Juan Rulfo è universalmente conosciuto e ammirato per quel capolavoro onirico che è Pedro Paramo. Una sorta di Manoscritto trovato a Saragozza sudamericano. Un compendio di come si possa fare un libro sul nulla, senza trama, senza significato: un sogno.

Lo devo ammettere. L’ho letto più volte. E non l’ho mai capito. Non l’ho mai afferrato. Nemmeno un sogno, brandelli di sogni sovrapposti che si ripresentano in un dormiveglia. Senza unità temporale e nessun nesso causale, in un limbo sospeso tra pioggia e vento.

I personaggi hanno la stessa essenza di Perelà. Sogno o son desto? Leggo o sogno di leggere? Per cui l’ho riletto ogni volta come se fosse la prima, insicuro persino di averlo mai letto.

Sentiamo Márquez a questo proposito: «Álvaro Mutis salì a grandi falcate i sette piani di casa mia con un pacco di libri, separò dal mucchio il più piccolo e mi disse ridendo forte: “Leggi questa sciocchezza, cazzo, e impara!” Era Pedro Páramo. Quella notte non riuscii a dormire prima di aver finito di leggerlo per la seconda volta. Per tutto quell’anno non riuscii a leggere nessun altro autore, perché tutti mi sembravano minori». Era il 1961. Se vogliamo fissare una data, il realismo magico nasce da lì.

Dati registrati:

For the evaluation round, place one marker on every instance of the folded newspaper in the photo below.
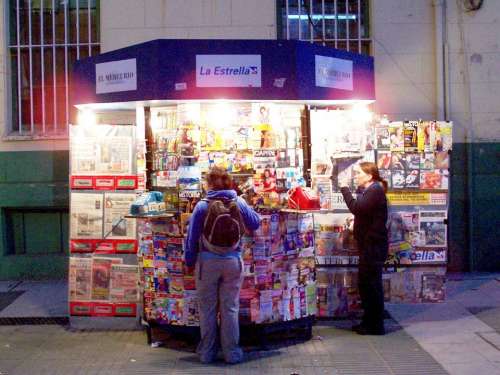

Compiti dell'esercizio:
**A.** Rispondi per favore a queste domande sul testo su Juan Rulfo:
(i) A quale opera viene paragonato Pedro Paramo nel primo paragrafo?
(ii) Con quale figura condividono la stessa essenza i personaggi del libro?
(iii) Secondo il testo, chi salì i sette piani della casa di Márquez con un pacco di libri?
**B.** Ripeti dal testo su Juan Rulfo il passo che comincia con le parole "Juan Rulfo è" e fermati dopo le parole "averlo mai letto.".

Risposte per compito:
**A.**
(i) Al Manoscritto trovato a Saragozza.
(ii) Con Perelà.
(iii) Álvaro Mutis.

**B.**
Juan Rulfo è universalmente conosciuto e ammirato per quel capolavoro onirico che è Pedro Paramo. Una sorta di Manoscritto trovato a Saragozza sudamericano. Un compendio di come si possa fare un libro sul nulla, senza trama, senza significato: un sogno.

Lo devo ammettere. L’ho letto più volte. E non l’ho mai capito. Non l’ho mai afferrato. Nemmeno un sogno, brandelli di sogni sovrapposti che si ripresentano in un dormiveglia. Senza unità temporale e nessun nesso causale, in un limbo sospeso tra pioggia e vento.

I personaggi hanno la stessa essenza di Perelà. Sogno o son desto? Leggo o sogno di leggere? Per cui l’ho riletto ogni volta come se fosse la prima, insicuro persino di averlo mai letto.